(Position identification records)
§

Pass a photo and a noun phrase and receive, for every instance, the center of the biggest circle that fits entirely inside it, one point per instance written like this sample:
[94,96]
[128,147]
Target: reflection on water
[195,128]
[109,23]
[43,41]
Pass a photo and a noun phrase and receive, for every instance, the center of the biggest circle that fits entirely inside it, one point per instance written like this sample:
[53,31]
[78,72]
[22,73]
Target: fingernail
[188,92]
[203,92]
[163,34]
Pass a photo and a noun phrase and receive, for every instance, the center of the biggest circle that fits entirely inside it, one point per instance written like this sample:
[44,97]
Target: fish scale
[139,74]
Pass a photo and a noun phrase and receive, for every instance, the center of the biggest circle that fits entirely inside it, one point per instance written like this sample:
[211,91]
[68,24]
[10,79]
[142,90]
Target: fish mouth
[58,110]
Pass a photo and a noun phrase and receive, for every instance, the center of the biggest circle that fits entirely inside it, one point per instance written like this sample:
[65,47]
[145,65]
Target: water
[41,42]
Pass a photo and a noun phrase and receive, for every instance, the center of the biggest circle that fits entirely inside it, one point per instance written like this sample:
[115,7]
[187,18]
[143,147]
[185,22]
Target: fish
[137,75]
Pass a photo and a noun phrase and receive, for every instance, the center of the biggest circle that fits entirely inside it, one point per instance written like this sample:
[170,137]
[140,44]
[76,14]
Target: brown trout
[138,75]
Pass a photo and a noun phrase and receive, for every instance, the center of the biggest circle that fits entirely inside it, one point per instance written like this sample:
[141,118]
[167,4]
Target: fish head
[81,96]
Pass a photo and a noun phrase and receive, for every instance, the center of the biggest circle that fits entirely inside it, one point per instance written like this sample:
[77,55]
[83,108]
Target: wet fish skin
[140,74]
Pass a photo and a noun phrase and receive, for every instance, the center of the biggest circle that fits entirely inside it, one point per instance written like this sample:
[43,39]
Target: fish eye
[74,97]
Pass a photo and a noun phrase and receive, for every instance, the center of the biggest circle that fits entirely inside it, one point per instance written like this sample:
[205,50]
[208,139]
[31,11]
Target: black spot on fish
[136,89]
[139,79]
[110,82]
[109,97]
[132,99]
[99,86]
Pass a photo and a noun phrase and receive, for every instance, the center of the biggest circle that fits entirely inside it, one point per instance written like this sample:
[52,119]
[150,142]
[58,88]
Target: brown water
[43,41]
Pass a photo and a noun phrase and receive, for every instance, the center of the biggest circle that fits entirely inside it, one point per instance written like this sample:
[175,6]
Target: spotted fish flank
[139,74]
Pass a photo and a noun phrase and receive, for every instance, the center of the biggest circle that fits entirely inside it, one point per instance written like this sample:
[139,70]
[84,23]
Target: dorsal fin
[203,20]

§

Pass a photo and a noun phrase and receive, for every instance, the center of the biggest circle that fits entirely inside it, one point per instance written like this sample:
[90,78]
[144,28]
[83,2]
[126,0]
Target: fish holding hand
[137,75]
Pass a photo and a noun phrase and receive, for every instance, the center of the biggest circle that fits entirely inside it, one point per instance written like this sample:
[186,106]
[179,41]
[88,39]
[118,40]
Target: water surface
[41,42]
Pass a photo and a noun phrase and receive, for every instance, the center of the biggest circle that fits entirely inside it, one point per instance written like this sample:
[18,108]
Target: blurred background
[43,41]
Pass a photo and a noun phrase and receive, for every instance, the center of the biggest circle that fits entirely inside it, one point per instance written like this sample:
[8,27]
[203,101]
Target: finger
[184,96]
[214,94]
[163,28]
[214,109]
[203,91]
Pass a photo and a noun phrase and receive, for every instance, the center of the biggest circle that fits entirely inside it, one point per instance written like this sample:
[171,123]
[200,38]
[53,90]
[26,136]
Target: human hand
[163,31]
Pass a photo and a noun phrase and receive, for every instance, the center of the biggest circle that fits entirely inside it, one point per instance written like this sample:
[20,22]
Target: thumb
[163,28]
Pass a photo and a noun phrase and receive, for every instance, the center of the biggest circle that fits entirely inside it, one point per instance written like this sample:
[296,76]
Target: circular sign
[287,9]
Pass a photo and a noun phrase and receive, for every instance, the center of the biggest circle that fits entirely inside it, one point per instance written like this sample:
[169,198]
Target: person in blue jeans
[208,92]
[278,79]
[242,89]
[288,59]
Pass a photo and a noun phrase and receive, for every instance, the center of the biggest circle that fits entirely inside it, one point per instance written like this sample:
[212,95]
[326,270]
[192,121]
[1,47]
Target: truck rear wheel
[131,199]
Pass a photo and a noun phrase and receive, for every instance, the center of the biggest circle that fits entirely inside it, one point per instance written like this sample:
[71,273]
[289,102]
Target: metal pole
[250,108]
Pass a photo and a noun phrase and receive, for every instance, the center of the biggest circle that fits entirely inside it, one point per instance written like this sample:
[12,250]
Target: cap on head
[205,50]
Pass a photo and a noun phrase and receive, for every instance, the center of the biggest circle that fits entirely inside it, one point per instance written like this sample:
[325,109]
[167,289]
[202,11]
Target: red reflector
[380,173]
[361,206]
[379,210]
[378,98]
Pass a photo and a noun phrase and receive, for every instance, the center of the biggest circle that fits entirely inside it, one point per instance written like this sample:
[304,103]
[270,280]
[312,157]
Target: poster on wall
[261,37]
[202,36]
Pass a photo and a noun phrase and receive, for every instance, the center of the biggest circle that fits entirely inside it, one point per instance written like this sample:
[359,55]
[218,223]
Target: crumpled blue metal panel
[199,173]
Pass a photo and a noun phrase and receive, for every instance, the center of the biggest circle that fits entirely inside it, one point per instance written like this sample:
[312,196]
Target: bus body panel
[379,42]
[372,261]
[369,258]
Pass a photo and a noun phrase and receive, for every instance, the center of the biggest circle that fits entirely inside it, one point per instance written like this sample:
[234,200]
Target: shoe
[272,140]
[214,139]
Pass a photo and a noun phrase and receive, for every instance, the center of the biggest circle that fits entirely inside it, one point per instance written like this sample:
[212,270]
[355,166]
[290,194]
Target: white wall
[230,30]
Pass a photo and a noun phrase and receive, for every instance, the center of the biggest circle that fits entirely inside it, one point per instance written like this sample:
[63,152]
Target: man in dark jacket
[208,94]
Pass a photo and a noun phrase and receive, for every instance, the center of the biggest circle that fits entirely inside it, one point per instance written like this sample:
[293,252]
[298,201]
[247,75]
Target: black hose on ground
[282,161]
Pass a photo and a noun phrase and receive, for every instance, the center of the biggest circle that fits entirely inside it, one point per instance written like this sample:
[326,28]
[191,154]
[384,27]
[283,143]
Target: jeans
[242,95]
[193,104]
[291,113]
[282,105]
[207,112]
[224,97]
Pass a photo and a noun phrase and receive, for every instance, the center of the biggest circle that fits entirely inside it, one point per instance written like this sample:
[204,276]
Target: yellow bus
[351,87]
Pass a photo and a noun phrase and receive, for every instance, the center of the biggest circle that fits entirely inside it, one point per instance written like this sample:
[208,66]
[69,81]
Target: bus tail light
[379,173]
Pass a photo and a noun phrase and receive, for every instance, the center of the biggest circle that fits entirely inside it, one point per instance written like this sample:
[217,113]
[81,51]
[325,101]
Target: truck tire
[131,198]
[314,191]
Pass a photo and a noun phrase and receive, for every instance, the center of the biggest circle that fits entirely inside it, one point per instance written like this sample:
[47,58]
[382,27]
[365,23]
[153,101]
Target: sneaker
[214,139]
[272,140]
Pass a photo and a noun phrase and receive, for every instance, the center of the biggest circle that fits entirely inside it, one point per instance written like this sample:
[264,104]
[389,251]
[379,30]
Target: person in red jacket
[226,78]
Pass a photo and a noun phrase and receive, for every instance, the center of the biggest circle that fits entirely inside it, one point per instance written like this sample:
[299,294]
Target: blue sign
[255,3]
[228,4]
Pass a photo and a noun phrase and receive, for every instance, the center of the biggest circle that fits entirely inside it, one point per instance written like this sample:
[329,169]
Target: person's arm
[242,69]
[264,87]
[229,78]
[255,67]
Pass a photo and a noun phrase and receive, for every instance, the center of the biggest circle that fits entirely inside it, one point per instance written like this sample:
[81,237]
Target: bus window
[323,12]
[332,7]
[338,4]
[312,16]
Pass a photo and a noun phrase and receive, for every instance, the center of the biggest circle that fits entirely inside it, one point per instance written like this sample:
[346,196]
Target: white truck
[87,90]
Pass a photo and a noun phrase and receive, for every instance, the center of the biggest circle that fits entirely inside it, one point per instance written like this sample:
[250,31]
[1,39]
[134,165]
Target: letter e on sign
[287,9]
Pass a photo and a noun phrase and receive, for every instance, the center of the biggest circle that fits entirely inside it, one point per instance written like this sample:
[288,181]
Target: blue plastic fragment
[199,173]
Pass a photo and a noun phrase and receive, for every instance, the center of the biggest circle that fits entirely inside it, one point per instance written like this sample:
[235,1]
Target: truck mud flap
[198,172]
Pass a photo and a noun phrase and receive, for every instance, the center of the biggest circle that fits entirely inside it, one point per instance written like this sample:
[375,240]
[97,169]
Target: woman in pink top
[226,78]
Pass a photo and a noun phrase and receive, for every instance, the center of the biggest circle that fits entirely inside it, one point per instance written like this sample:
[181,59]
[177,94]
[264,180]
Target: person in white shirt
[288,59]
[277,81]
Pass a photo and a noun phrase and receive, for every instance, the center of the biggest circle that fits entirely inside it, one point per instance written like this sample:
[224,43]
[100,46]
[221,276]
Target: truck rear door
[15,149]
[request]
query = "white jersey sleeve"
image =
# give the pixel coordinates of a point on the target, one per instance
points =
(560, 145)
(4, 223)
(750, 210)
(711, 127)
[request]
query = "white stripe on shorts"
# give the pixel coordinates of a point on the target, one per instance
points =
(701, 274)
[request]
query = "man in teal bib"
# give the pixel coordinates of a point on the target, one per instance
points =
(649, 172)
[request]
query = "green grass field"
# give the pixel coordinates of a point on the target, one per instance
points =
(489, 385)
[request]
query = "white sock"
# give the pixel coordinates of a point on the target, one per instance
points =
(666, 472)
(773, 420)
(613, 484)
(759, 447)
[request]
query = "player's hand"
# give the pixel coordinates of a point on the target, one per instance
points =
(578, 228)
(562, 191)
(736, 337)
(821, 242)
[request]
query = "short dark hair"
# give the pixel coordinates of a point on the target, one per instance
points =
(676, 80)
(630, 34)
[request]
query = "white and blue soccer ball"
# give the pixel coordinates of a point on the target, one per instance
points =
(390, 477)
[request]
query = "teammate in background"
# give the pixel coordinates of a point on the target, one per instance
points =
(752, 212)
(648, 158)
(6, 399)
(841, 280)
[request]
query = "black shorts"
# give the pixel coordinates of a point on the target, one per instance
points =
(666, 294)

§

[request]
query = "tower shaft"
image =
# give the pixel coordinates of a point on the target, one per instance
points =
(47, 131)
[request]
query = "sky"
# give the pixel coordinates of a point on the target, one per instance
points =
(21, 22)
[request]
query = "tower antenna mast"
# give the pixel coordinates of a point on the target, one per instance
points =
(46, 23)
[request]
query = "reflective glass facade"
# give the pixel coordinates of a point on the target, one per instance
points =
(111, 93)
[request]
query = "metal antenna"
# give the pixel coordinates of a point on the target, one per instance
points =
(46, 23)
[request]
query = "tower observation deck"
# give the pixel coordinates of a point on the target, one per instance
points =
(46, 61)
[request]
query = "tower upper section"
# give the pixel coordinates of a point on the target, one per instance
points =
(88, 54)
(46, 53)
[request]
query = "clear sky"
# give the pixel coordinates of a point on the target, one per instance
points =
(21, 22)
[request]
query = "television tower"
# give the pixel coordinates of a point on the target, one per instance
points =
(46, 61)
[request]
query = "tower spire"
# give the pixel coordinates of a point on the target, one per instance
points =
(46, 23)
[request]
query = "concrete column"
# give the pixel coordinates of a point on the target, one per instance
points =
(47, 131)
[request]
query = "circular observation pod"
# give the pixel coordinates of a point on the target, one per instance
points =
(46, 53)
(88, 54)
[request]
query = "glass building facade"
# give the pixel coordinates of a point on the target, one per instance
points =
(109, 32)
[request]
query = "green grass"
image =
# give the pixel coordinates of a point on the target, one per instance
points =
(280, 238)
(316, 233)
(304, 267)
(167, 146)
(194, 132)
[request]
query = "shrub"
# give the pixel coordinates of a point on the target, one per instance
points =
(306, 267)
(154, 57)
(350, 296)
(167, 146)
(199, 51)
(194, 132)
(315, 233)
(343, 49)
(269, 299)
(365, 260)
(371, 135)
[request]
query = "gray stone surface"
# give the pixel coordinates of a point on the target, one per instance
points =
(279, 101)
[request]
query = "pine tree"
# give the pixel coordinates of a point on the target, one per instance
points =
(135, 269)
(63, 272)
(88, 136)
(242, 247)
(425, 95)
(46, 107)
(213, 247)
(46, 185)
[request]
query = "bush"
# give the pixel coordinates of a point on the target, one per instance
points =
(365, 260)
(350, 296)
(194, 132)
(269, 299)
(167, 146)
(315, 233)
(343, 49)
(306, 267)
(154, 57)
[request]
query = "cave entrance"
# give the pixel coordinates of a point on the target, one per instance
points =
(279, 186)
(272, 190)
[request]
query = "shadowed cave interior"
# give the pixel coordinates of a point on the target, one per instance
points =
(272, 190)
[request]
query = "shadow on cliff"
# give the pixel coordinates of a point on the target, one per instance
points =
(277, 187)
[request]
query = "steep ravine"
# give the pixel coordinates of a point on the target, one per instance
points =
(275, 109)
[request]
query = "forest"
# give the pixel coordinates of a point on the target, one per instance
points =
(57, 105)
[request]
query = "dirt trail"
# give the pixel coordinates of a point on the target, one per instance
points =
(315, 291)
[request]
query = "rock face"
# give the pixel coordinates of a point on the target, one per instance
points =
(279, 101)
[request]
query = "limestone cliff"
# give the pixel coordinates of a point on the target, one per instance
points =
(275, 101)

§

Written problem – List every line in the rows above that contains the word "jeans". Case counts, so match only that exact capitalization.

Task output –
Target: person in blue jeans
Target: jeans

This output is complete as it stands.